Entries →

━━━━━━━━━━

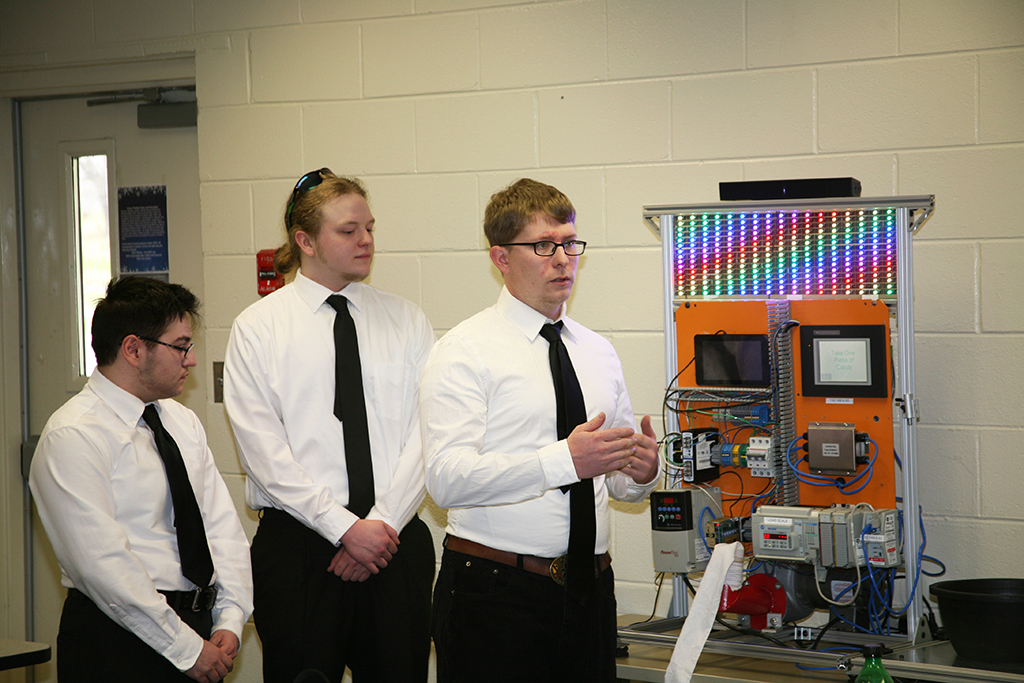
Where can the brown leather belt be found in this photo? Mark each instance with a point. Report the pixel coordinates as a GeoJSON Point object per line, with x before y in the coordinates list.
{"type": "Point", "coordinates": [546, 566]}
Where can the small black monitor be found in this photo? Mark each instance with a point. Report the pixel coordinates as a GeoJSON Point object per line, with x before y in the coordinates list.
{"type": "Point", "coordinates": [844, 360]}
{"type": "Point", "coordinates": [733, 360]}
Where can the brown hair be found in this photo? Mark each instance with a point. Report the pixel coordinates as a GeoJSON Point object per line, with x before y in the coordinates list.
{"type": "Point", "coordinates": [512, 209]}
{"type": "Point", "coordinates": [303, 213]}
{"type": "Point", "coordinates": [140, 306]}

━━━━━━━━━━

Written problem → Return every line of the listing above unchanged, leaving out the pictures.

Solution to this task →
Where can the brown leather belt be found in this photo? Mark each instance with a point. Report the pixel coordinates as a GeoJSON Point object per line, with x before y in the coordinates list.
{"type": "Point", "coordinates": [546, 566]}
Where can the small black monitor be found in this photo? Mark each instance with a point. Report the pixel coordinates as a GeoJSON Point object per line, with x before y in the coordinates list.
{"type": "Point", "coordinates": [844, 360]}
{"type": "Point", "coordinates": [733, 360]}
Where can the brown hair be found in this photo? Mark each instance with a point. Report the pixel coordinates as a GeoJSON Point object per line, with x before y in the coordinates list.
{"type": "Point", "coordinates": [512, 209]}
{"type": "Point", "coordinates": [303, 213]}
{"type": "Point", "coordinates": [140, 306]}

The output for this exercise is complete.